選択された文章:
..............................
2023年9月20日水曜日

事業報告15 公民館サークル人権学習会

 ● A:9月13日(水)10:00~ B:9月19日(火)19:30~ 

 2回に分けて、サークル人権学習会が開催されました。基本的に各サークル2名の参加をお願いしておりました。Aが31名、Bが21名の合計52名の方の参加がありました。

 今回は、南区生涯学習推進課、人権教育推進員の白石 伸二さん(花畑校区担当)に講師をお願いしました。内容は、公民館のサークル活動について、福岡市における人権教育について、性的マイノリティについて、と、DVD「バースデー(トランスジェンダー)」の視聴がありました。一つ一つの内容を丁寧に分かりやすく教えていただきました。

●研修内容の概略を白石先生の資料をもとにご紹介します。

 (1)公民館サークル活動について

  • 【目的】地域の人たちの共通の趣味などを通して、地域の人と人とのつながりを活性化すること(娯楽や技術の向上だけが目的ではありません)                                   【意義】地域社会の中で豊かな人間関係を作り、サークル活動の成長を地域に還元すること                                       【形態】サークル活動は自主的・主体的な活動であり、入会・退会は原則自由 
  • サークル活動の目的からすると、個人で楽しむだけでなく、人とのかかわりを大切にすることが求められています。サークル活動を通して、校区のいろんな行事にも積極的に活動していただくことも大切です。

 (2)サークル活動を楽しく進めるために

  • ○誰もが楽しんで活動し、サークル活動を盛り上げていくこと           ○お互いを理解しあい、尊重できるようになること                ○サークルの中で自分の居場所があり、一人一人が大切にされていること 
  • 個人の楽しさだけでなく、周りの人も共に楽しめるにはどのように活動したらよいか考えることも大切です。
 (3)福岡市における人権教育 

  • 平成16年に福岡市は、「福岡市人権教育・啓発基本計画」策定して、市民一人一人の人権が真に尊重される住みよいまちづくりをめざしています。
  • 目標「人権を尊重し、人の多様性を認め合うまち」の実現
  • 人権8課題 【同和問題】【女性に関する課題】【子どもに関する問題】【高齢者に関する問題】【障がい者に関する問題】【外国人に関する問題】【HIV感染者などに関する問題】【様々な人権問題】(LGBTQ、ホームレス、アイヌの人々、ネット被害等)
..............................
データセット行:
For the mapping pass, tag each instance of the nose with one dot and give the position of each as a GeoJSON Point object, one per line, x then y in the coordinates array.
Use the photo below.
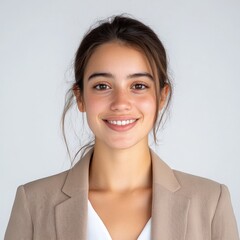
{"type": "Point", "coordinates": [120, 101]}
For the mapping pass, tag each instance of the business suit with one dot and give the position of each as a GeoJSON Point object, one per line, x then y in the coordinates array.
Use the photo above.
{"type": "Point", "coordinates": [183, 206]}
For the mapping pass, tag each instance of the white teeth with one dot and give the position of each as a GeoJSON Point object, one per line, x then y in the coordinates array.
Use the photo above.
{"type": "Point", "coordinates": [122, 123]}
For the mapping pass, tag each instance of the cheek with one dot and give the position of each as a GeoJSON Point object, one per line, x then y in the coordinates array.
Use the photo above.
{"type": "Point", "coordinates": [148, 106]}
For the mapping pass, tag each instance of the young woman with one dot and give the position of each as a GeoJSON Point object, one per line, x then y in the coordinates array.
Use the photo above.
{"type": "Point", "coordinates": [120, 189]}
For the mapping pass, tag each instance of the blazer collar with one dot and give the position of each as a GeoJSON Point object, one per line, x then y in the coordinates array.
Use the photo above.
{"type": "Point", "coordinates": [169, 209]}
..............................
出題 A:
サークル人権学習会の報告について、次の問いに答えよ。
(i) Bの学習会は何月何日の何時から開かれたか。
(ii) AとBを合わせた参加者は何名だったか。
(iii) 福岡市が「福岡市人権教育・啓発基本計画」を策定したのは何年か。
出題 B:
サークル人権学習会の報告を、最後の文の後から引き継いで書き進めてください。
エントリは別の出典から取られたものです。

演習結果 A:
(i) 9月19日(火)19:30から
(ii) 52名
(iii) 平成16年

演習結果 B:
  • 福岡市では上記の8課題を中心に、市民生活の様々な場(学校・家庭・地域・企業など)において人権教育・啓発の取組が進められています。
 (4)性的マイノリティ(少数者)について
  • 性的少数者を差別的に見ない、配慮に欠けた行動をしないよう社会運動が進んでいます。
  • 今年、6月の国会で「LGBTQ理解増進法」が可決・成立しました。
  • 「性自認」とは、自分の性をどのように認識しているか。「心の性」と言われることもあります。多くの人は「身体の性」(戸籍に記載されている性)と「心の性」が一致していますが、「身体の性」と「心の性」が一致せずに自身の身体に違和感を持つ人たちもいます。必ずしも男女のどちらかとは限りません。
  • 「性的指向」とは、「どういう人を好きになるか」ということです。誰もが異性を好きになるとは限りません。同性が好きな人、どちらも好きな人、好きにならない人もいます。
  • 「LGBTQ」とは、それぞれの頭文字を取った呼び方です。                                      
   L レズビアン       (女の人を好きになる女の人)
   G ゲイ          (男の人を好きになる男の人)
   B バイセクシュアル    (男の人も女の人も好きになる人)
   T トランスジェンダー   (身体と心の性が一致せず、自身の体に違和感を持つ人)
   Q クウェスチョニング   (自分自身の性のあり方を決めたくない、分からない人)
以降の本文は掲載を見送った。